The 5-Question [Author] Interview: Susan Shapiro
Susan Shapiro is an award winning writing professor at The New School. She’s written for the New York Times, Wall Street Journal, Los Angeles Times, Washington Post, Salon and Tin House. She’s the New York Times bestselling author of 10 books including “Five Men Who Broke My Heart,” “Lighting Up,” the coauthored memoir “The Bosnia List” and the new novel “What’s Never Said.” You can follow her on Twitter at @susanshapironet
MEREDITH: Where you find yourself scared and paralyzed, either of something you are writing, of revealing yourself through the work, or for any other reason, how do you start moving again? And by moving I mean forward, not backwards, as in retreating?
SUSAN: Early on I had trouble writing and publishing on my own and put certain systems into place to help me have more confidence and be more productive. This included weekly therapy with a great shrink who was one of my “core pillars.” I’ve written about this in my memoirs Lighting Up and Only As Good as Your Word. At this point I have a great spouse who is also a writer, two very supportive critical weekly writing workshops filled with colleagues I love and admire, and classes I teach two nights a week. That pretty much saves my life and my work.
TH: Some people refer to their creations as their children. Some view them as entities entirely separate from themselves. Sometimes it feels to me like our creations are more as an extension of our own biology. In other words, our words are who we are, just expressed in an alternate form (kind of like how water freezes to ice and then melts and flows again). How do you view your creations and how did you come to seeing them this way?

....

**EXERCISE A**
Please list every publication the interview says Susan Shapiro has written for.
**EXERCISE B**
Reproduce everything in the interview from "SUSAN: Early on" down to "and my work.".

....

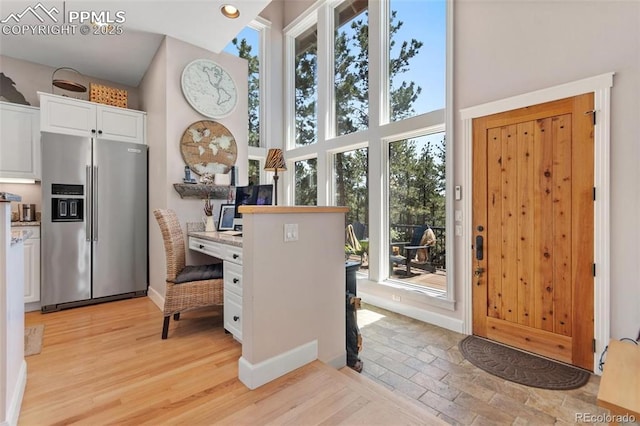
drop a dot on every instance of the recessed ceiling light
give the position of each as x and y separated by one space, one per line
230 11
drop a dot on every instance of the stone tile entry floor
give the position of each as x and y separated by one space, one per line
422 362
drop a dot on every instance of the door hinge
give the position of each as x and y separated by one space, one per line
593 114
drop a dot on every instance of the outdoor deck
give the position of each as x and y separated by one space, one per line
436 280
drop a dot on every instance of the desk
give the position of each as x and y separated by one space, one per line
620 384
228 248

....

**EXERCISE RESPONSE A**
New York Times
Wall Street Journal
Los Angeles Times
Washington Post
Salon
Tin House

**EXERCISE RESPONSE B**
SUSAN: Early on I had trouble writing and publishing on my own and put certain systems into place to help me have more confidence and be more productive. This included weekly therapy with a great shrink who was one of my “core pillars.” I’ve written about this in my memoirs Lighting Up and Only As Good as Your Word. At this point I have a great spouse who is also a writer, two very supportive critical weekly writing workshops filled with colleagues I love and admire, and classes I teach two nights a week. That pretty much saves my life and my work.